## O QUE FAZER
Por favor, reproduza sem nenhuma alteração as linhas do material abaixo, começando na linha que contém "of the concrete" e seguindo até o fim do material. Inclua a primeira e a última linha.

## ENTRADAS DE DADOS
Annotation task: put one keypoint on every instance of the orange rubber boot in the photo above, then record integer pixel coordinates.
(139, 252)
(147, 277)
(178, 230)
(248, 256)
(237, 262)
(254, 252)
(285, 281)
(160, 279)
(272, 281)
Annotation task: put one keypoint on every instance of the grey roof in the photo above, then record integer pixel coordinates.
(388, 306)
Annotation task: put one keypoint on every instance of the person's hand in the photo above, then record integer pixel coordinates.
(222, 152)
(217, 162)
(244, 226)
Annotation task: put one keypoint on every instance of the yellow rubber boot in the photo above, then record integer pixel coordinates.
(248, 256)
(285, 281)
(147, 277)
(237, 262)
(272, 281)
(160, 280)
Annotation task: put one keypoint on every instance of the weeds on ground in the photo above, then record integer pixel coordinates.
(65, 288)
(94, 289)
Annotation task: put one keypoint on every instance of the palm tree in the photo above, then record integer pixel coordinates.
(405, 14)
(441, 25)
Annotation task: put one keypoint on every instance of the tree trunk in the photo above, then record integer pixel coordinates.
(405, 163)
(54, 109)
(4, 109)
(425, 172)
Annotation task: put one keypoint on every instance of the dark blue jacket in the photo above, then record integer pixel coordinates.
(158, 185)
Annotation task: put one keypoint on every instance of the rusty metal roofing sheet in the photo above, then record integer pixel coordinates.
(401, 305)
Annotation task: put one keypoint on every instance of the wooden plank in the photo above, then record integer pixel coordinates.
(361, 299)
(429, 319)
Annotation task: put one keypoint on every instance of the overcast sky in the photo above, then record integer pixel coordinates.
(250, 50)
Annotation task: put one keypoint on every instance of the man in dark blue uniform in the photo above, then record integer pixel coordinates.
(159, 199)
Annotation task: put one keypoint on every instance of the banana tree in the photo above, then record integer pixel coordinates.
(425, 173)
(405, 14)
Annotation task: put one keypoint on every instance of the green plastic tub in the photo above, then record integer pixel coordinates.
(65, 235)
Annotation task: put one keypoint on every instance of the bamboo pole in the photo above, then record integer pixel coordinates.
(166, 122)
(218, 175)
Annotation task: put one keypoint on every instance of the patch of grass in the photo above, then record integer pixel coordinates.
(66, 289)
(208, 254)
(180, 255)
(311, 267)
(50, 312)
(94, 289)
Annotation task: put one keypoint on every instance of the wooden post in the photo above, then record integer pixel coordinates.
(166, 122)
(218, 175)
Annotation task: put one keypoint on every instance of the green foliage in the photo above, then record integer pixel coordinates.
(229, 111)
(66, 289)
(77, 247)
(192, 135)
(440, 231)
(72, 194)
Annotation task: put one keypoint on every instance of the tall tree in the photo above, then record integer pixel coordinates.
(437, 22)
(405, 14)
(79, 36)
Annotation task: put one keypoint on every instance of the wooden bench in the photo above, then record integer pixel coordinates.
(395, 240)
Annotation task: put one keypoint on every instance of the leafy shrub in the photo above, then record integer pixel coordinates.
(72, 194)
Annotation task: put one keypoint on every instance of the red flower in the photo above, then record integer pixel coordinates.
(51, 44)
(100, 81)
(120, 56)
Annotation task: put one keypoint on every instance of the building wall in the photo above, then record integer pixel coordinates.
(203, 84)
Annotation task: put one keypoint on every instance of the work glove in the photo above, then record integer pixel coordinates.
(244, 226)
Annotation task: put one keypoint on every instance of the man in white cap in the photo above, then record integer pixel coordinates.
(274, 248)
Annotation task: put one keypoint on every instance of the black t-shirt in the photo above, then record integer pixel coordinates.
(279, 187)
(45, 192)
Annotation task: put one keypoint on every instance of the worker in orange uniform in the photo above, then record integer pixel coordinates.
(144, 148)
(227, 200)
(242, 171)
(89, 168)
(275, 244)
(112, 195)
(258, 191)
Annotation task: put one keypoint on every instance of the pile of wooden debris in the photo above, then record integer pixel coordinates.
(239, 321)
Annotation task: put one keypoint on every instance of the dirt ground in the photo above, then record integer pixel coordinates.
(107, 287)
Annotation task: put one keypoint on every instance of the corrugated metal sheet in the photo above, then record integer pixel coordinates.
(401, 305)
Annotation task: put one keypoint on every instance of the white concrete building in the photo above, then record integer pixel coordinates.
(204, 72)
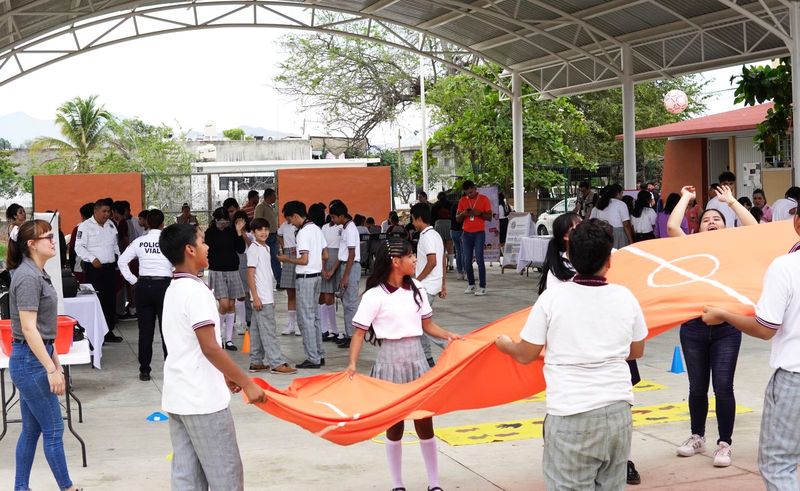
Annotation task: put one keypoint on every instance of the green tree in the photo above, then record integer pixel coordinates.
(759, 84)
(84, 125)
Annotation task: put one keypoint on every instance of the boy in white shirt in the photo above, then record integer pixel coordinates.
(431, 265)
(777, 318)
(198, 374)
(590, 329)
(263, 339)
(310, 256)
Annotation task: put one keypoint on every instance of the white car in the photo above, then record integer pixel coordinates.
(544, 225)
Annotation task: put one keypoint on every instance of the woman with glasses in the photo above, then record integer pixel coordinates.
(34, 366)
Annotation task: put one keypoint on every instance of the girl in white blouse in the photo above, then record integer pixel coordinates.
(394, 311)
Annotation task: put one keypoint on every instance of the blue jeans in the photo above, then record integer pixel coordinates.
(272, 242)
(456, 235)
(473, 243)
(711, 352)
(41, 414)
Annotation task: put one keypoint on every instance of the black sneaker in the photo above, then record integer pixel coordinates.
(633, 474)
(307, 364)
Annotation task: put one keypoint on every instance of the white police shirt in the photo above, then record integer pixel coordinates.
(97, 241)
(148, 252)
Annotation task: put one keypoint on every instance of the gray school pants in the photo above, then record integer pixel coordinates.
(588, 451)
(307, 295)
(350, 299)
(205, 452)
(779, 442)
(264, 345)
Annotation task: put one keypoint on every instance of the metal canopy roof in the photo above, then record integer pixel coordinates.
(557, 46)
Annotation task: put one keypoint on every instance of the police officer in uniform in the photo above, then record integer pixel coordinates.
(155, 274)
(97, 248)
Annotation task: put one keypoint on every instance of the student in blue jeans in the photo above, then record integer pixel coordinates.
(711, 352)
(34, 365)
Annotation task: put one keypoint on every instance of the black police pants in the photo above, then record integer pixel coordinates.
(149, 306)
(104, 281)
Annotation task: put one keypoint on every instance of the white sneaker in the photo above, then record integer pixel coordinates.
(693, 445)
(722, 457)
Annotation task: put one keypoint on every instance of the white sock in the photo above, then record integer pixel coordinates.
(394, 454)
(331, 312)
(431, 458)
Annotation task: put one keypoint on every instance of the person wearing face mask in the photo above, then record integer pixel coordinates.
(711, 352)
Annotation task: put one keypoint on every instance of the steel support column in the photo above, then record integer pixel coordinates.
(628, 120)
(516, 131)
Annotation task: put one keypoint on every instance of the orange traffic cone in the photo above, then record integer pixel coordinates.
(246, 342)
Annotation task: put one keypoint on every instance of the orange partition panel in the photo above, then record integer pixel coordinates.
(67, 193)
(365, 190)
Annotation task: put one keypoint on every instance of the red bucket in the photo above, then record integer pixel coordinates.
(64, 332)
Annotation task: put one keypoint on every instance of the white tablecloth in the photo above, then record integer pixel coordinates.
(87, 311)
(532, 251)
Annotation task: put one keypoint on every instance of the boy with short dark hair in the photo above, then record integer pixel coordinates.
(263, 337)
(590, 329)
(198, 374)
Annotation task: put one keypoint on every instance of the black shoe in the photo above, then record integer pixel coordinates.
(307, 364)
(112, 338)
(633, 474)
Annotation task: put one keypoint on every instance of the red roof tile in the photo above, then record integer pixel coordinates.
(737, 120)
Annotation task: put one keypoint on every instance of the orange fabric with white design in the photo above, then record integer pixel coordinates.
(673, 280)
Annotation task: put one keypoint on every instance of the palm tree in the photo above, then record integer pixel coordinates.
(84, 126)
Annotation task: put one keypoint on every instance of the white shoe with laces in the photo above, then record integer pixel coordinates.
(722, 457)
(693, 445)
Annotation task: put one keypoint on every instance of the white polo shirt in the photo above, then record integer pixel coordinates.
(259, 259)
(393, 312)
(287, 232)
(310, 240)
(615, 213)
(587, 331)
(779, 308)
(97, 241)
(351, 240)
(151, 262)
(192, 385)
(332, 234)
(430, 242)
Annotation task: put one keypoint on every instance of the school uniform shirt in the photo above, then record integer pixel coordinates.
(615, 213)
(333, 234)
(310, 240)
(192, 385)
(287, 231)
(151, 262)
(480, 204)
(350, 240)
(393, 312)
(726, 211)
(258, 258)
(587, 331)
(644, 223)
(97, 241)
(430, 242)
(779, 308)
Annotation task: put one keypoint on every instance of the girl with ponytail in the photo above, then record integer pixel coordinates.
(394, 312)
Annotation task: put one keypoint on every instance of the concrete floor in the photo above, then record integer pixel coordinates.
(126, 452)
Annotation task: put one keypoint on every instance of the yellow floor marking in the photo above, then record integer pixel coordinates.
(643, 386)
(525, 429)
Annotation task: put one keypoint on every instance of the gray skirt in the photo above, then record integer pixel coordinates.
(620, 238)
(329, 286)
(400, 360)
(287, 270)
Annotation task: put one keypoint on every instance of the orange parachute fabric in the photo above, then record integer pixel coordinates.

## RESPOSTA AO PROBLEMA
Annotation task: put one keypoint on every instance of the concrete floor in the photo above, then record integer pixel coordinates.
(126, 452)
Annotation task: put one keypoint on every instance of the yellow floor marking in the photo above, then record integer pixel coordinates.
(643, 386)
(525, 429)
Annotation task: put one keypoint on every instance of the gray skirt in the photo above, then record integer pixel coordinates.
(620, 238)
(329, 286)
(400, 360)
(287, 270)
Annotation task: put one keypoint on every instance of the orange parachute fabric in the photo above, then record integer pixel coordinates.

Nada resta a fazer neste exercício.